_Goal of the exercise_: For the records below, give the count of lines holding the word "dark" and nothing more.

[Saved data entries]

Content starts

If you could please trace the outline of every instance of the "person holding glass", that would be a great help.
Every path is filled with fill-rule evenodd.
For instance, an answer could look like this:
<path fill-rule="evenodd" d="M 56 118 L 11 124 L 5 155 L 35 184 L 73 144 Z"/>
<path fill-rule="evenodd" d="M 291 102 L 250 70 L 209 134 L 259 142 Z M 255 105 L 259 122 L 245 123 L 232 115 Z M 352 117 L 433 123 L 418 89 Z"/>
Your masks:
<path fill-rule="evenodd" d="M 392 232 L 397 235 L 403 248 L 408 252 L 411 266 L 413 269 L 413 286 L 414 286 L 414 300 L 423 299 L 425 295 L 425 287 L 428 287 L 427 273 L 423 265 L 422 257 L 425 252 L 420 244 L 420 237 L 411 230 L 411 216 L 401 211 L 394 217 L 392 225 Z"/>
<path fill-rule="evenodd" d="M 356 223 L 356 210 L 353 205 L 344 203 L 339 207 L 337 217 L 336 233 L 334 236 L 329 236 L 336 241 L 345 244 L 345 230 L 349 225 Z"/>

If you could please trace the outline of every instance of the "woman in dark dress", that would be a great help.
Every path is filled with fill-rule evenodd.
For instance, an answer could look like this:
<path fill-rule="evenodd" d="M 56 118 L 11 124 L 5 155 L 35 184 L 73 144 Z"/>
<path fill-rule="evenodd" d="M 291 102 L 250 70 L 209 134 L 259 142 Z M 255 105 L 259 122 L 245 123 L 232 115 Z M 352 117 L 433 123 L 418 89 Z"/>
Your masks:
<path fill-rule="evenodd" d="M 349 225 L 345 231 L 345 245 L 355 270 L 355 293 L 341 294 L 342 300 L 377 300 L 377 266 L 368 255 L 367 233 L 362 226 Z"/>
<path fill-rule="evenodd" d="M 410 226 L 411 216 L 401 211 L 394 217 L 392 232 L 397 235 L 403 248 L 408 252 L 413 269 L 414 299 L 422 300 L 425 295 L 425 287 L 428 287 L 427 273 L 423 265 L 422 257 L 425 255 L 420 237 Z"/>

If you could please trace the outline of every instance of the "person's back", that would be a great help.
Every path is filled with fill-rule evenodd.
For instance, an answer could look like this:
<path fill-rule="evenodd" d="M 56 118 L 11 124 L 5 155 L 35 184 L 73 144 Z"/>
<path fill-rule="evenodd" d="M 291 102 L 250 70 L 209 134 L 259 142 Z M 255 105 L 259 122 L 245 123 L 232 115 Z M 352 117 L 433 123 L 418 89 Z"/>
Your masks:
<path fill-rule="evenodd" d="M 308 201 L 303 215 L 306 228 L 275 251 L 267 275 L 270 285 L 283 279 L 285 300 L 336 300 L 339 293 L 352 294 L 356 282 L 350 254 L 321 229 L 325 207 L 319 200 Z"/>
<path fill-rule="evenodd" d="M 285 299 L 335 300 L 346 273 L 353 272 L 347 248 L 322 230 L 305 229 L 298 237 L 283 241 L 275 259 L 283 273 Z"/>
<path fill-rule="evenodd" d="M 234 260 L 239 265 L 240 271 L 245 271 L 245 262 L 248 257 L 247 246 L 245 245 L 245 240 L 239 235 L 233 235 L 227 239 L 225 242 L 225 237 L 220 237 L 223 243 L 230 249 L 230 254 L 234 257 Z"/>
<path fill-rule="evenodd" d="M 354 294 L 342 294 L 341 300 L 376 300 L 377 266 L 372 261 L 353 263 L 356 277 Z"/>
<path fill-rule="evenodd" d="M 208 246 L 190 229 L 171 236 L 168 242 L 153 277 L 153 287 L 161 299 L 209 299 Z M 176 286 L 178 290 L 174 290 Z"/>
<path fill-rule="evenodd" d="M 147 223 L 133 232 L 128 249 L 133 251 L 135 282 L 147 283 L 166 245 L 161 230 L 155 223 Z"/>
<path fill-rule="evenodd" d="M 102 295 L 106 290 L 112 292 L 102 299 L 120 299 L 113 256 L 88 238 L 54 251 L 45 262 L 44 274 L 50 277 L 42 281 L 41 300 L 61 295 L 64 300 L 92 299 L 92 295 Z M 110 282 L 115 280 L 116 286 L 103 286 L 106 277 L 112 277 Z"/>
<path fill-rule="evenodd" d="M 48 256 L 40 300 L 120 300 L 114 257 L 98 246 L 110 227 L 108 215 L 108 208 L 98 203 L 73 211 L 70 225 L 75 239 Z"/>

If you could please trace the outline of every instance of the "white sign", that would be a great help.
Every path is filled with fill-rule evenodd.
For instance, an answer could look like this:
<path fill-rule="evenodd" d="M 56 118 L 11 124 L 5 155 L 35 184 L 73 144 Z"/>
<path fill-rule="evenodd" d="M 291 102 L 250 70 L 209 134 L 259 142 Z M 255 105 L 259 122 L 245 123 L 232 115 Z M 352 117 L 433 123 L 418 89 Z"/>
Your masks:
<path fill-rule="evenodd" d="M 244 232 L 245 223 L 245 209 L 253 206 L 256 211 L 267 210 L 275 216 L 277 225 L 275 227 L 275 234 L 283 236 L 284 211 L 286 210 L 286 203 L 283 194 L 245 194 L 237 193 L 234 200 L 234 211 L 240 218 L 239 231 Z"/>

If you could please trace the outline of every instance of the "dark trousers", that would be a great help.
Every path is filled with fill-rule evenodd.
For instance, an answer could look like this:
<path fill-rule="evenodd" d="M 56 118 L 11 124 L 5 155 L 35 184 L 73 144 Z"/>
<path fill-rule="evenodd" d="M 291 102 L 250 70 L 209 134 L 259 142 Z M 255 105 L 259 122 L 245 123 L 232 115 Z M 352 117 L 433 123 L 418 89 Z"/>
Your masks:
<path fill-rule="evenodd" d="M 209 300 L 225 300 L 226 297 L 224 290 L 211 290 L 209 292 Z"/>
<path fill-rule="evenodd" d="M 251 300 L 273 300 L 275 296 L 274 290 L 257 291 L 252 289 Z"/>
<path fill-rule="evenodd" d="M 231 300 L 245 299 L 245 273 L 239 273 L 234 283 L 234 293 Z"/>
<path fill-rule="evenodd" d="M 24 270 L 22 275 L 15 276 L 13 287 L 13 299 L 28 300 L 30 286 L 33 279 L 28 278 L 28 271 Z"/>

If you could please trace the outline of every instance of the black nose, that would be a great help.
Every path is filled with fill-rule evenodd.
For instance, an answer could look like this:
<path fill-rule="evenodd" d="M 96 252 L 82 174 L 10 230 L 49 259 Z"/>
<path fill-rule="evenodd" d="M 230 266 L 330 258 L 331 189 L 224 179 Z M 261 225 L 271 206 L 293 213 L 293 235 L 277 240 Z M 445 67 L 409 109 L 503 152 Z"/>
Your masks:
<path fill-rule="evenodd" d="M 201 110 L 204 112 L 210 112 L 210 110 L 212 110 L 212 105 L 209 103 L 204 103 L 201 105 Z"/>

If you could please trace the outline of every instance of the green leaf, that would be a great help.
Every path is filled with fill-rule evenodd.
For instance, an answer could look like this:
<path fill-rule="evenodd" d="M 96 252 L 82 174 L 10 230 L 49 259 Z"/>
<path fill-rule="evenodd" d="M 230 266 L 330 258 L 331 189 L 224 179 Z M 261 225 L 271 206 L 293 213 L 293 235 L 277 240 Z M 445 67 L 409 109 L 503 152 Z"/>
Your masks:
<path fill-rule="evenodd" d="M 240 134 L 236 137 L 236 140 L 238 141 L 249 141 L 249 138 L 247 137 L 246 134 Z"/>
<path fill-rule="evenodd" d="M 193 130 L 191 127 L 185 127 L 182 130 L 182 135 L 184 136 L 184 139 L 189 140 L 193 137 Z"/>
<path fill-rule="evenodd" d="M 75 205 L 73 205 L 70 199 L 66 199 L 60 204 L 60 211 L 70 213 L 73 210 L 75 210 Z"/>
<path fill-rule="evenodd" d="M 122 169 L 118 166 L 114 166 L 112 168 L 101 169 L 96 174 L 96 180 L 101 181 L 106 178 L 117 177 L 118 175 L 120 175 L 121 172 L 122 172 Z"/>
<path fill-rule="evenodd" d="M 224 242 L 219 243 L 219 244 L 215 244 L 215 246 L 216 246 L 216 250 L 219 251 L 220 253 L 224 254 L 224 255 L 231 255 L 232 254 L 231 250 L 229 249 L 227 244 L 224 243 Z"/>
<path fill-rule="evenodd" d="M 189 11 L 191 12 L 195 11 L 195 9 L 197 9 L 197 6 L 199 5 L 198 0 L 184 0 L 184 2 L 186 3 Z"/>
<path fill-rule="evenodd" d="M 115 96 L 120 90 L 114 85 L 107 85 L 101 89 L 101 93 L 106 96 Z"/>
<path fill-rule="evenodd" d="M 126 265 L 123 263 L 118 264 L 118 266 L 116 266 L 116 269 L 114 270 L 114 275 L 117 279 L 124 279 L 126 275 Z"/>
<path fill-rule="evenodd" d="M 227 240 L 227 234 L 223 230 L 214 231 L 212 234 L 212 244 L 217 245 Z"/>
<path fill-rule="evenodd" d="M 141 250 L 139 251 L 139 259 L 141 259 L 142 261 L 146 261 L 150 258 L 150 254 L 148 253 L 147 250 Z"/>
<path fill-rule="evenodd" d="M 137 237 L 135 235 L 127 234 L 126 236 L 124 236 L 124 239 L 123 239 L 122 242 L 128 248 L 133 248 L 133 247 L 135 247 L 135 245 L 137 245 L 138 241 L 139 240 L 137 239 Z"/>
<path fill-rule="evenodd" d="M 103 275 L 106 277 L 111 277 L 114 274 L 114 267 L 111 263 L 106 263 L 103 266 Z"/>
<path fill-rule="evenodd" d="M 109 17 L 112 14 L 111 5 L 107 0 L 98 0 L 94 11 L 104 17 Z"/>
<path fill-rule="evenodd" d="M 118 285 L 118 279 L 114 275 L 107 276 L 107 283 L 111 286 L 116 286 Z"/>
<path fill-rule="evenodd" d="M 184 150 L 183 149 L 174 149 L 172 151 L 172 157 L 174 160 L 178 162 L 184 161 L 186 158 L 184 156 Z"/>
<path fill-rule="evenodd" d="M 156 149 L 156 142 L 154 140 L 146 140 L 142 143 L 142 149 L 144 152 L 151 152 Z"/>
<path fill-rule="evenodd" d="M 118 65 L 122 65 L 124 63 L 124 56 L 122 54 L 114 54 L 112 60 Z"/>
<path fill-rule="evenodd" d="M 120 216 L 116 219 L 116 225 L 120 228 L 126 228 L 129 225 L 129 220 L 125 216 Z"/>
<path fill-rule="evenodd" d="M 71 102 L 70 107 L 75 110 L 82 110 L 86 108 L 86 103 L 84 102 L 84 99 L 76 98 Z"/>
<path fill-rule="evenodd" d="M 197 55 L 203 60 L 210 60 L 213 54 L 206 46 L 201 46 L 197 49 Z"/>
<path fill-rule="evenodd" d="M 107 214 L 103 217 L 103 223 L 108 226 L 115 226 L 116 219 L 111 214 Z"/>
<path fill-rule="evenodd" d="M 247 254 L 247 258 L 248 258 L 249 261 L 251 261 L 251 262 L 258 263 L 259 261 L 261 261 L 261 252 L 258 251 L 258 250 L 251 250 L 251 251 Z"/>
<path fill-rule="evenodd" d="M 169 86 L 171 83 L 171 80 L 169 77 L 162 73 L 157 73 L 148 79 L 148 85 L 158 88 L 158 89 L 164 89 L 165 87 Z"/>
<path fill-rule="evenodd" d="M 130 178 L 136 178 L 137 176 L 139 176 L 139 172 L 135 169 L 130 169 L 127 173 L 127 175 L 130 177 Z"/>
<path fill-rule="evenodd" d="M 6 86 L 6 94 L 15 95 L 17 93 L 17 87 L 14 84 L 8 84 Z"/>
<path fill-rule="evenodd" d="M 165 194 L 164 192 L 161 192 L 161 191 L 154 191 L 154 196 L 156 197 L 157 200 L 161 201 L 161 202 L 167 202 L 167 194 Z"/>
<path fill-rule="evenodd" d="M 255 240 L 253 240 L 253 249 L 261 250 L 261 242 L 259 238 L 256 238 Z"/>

Content ends

_Result of this exercise_: 2